Items from a data source:
------------

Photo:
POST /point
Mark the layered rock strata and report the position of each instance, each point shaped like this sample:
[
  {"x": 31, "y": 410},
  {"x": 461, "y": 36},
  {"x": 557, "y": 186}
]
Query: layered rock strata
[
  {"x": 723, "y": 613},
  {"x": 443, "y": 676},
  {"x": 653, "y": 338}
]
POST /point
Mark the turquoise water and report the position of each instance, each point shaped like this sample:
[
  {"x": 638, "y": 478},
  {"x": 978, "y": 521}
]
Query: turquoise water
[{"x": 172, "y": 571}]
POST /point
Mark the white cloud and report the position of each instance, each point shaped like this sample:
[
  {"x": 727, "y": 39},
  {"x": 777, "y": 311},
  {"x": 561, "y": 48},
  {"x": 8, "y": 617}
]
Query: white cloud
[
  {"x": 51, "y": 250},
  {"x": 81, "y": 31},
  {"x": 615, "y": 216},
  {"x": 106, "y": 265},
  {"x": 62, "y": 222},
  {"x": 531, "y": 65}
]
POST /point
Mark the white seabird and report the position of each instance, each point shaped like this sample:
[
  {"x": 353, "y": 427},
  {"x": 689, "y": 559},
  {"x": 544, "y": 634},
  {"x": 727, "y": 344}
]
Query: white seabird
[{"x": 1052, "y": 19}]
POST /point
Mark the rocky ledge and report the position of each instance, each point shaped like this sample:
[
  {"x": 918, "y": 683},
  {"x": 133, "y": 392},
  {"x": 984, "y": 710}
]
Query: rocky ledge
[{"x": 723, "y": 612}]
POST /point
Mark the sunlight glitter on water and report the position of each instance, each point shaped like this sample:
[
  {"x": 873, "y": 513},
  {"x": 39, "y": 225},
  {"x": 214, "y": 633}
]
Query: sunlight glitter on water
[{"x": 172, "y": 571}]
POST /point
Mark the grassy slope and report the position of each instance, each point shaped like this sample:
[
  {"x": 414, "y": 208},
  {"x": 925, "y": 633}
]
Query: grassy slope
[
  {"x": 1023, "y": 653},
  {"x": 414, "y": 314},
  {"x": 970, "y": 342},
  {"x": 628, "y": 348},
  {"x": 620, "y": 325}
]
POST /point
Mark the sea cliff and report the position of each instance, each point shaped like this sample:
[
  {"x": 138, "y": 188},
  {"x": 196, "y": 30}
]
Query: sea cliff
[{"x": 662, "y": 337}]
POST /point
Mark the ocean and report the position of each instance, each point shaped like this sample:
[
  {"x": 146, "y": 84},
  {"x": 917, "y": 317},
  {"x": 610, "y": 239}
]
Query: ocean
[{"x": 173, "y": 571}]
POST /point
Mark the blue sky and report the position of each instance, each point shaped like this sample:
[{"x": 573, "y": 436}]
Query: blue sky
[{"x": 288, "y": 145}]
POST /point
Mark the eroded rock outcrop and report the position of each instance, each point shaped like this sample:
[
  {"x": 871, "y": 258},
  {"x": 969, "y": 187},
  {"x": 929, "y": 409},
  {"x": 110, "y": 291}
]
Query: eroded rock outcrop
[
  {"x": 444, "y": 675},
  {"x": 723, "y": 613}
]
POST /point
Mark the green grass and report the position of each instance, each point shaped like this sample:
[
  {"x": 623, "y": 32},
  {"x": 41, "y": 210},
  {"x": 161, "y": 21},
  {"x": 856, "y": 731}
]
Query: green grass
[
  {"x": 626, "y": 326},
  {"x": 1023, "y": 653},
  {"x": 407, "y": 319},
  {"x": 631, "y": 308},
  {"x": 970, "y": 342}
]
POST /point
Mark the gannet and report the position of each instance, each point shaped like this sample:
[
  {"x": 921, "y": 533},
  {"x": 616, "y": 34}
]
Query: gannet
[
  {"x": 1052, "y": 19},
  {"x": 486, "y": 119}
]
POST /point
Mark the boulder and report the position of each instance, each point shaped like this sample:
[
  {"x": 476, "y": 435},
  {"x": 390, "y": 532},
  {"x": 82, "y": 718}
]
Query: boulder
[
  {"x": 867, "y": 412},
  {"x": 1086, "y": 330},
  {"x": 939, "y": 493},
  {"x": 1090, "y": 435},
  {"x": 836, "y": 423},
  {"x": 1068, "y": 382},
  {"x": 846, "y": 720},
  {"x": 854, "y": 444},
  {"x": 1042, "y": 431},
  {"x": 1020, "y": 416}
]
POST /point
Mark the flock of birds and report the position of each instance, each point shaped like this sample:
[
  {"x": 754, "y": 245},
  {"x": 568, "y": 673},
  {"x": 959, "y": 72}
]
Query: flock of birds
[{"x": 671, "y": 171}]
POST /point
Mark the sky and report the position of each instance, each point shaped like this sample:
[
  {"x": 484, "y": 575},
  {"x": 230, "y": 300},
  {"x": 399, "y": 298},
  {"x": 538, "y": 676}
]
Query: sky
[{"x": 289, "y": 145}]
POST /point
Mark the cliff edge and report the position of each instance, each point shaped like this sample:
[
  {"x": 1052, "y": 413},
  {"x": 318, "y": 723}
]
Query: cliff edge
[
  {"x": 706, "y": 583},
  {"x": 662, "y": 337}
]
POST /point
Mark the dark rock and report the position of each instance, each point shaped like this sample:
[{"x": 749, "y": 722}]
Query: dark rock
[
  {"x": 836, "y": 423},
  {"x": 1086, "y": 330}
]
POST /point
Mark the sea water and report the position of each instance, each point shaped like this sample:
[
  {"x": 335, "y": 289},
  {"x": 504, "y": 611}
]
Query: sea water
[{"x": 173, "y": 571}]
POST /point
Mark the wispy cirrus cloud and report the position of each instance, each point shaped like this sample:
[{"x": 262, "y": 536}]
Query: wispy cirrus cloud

------------

-- PROBLEM TO WORK ON --
Write the whole listing out again. Keep every line exactly as it is.

-- WRITTEN SOLUTION --
Photo:
POST /point
Mark the layered rock strata and report the position of each instance, each point shaped like this sample:
[
  {"x": 31, "y": 410},
  {"x": 461, "y": 36},
  {"x": 557, "y": 186}
]
Query: layered rock strata
[
  {"x": 723, "y": 613},
  {"x": 443, "y": 676},
  {"x": 653, "y": 338}
]
POST /point
Mark the turquoise water and report the position of each instance, each point shaped like this sample:
[
  {"x": 638, "y": 478},
  {"x": 978, "y": 521}
]
Query: turquoise water
[{"x": 172, "y": 571}]
POST /point
Mark the white cloud and report the position of each instance, each point shaped like this sample:
[
  {"x": 727, "y": 39},
  {"x": 777, "y": 311},
  {"x": 561, "y": 48},
  {"x": 8, "y": 617}
]
Query: white cloud
[
  {"x": 51, "y": 250},
  {"x": 81, "y": 31},
  {"x": 615, "y": 216},
  {"x": 106, "y": 265},
  {"x": 62, "y": 222},
  {"x": 531, "y": 65}
]
POST /point
Mark the white seabird and report the position of each instance, each point shaped like this sample:
[
  {"x": 353, "y": 427},
  {"x": 689, "y": 559},
  {"x": 544, "y": 634},
  {"x": 727, "y": 344}
]
Query: white seabird
[{"x": 1052, "y": 19}]
POST /point
Mark the rocky ledge and report the position of each instance, each point shaped like this sample:
[
  {"x": 918, "y": 683},
  {"x": 133, "y": 392},
  {"x": 984, "y": 710}
]
Query: rocky ledge
[{"x": 723, "y": 612}]
POST /point
Mark the sunlight glitter on water and report the position of each instance, each point shaped like this sample:
[
  {"x": 873, "y": 513},
  {"x": 39, "y": 225},
  {"x": 214, "y": 633}
]
Query: sunlight glitter on water
[{"x": 172, "y": 571}]
POST /point
Mark the grassy slope and report the position of each instance, each point shaped like this sample:
[
  {"x": 414, "y": 208},
  {"x": 925, "y": 633}
]
Query: grassy slope
[
  {"x": 1023, "y": 653},
  {"x": 414, "y": 314},
  {"x": 970, "y": 342},
  {"x": 628, "y": 348},
  {"x": 620, "y": 325}
]
POST /point
Mark the sea cliff and report the position of each instance, each point shaped like this sample:
[
  {"x": 138, "y": 188},
  {"x": 196, "y": 30}
]
Query: sea cliff
[{"x": 662, "y": 337}]
POST /point
Mark the ocean and report the position of each instance, each point shaped like this sample:
[
  {"x": 146, "y": 84},
  {"x": 917, "y": 317},
  {"x": 610, "y": 239}
]
Query: ocean
[{"x": 173, "y": 571}]
POST /point
Mark the blue sky and report the position of each instance, each point shaped like this sample:
[{"x": 573, "y": 436}]
Query: blue sky
[{"x": 288, "y": 145}]
POST /point
Mark the eroded rock outcrop and report the position of each instance, each point shaped like this sample:
[
  {"x": 871, "y": 258},
  {"x": 969, "y": 187},
  {"x": 929, "y": 409},
  {"x": 110, "y": 291}
]
Query: eroded rock outcrop
[
  {"x": 444, "y": 675},
  {"x": 723, "y": 613}
]
POST /point
Mark the green grass and report the position of each instance, each point shaped like this sample:
[
  {"x": 623, "y": 32},
  {"x": 41, "y": 210},
  {"x": 161, "y": 21},
  {"x": 856, "y": 731}
]
Query: green grass
[
  {"x": 626, "y": 326},
  {"x": 1023, "y": 653},
  {"x": 407, "y": 319},
  {"x": 631, "y": 308},
  {"x": 970, "y": 342}
]
POST /point
Mark the gannet and report the position of each instance, each point shaped like this sample:
[
  {"x": 921, "y": 533},
  {"x": 616, "y": 34}
]
Query: gannet
[
  {"x": 1052, "y": 19},
  {"x": 486, "y": 119}
]
POST /point
Mark the boulder and report the position of each instance, each point shaped like this sample:
[
  {"x": 476, "y": 435},
  {"x": 390, "y": 532},
  {"x": 82, "y": 718}
]
Query: boulder
[
  {"x": 867, "y": 412},
  {"x": 1086, "y": 330},
  {"x": 939, "y": 493},
  {"x": 1090, "y": 435},
  {"x": 836, "y": 423},
  {"x": 1068, "y": 382},
  {"x": 846, "y": 720},
  {"x": 854, "y": 444},
  {"x": 1042, "y": 431},
  {"x": 1020, "y": 416}
]
POST /point
Mark the flock of birds and report the position of each instance, each point shaped like this sample:
[
  {"x": 754, "y": 245},
  {"x": 568, "y": 673},
  {"x": 959, "y": 72}
]
Query: flock of birds
[{"x": 671, "y": 171}]
POST /point
Mark the sky and report the position of each instance, each point shaped like this sample:
[
  {"x": 484, "y": 575},
  {"x": 230, "y": 300},
  {"x": 399, "y": 298},
  {"x": 538, "y": 676}
]
Query: sky
[{"x": 289, "y": 145}]
POST /point
Mark the cliff edge and report the position of each instance, each point shaped like this sample:
[
  {"x": 1052, "y": 413},
  {"x": 318, "y": 723}
]
Query: cliff edge
[
  {"x": 706, "y": 583},
  {"x": 662, "y": 337}
]
POST /point
Mark the dark rock and report the position of each instance, each point shaped like this sample:
[{"x": 749, "y": 722}]
Query: dark rock
[
  {"x": 836, "y": 423},
  {"x": 1086, "y": 330}
]
POST /point
Mark the sea water and report the position of each instance, each point shaped like this sample:
[
  {"x": 335, "y": 289},
  {"x": 504, "y": 611}
]
Query: sea water
[{"x": 173, "y": 571}]
POST /point
Mark the wispy cirrus cloud and report the position of each instance, each point shaped like this sample:
[{"x": 262, "y": 536}]
Query: wispy cirrus cloud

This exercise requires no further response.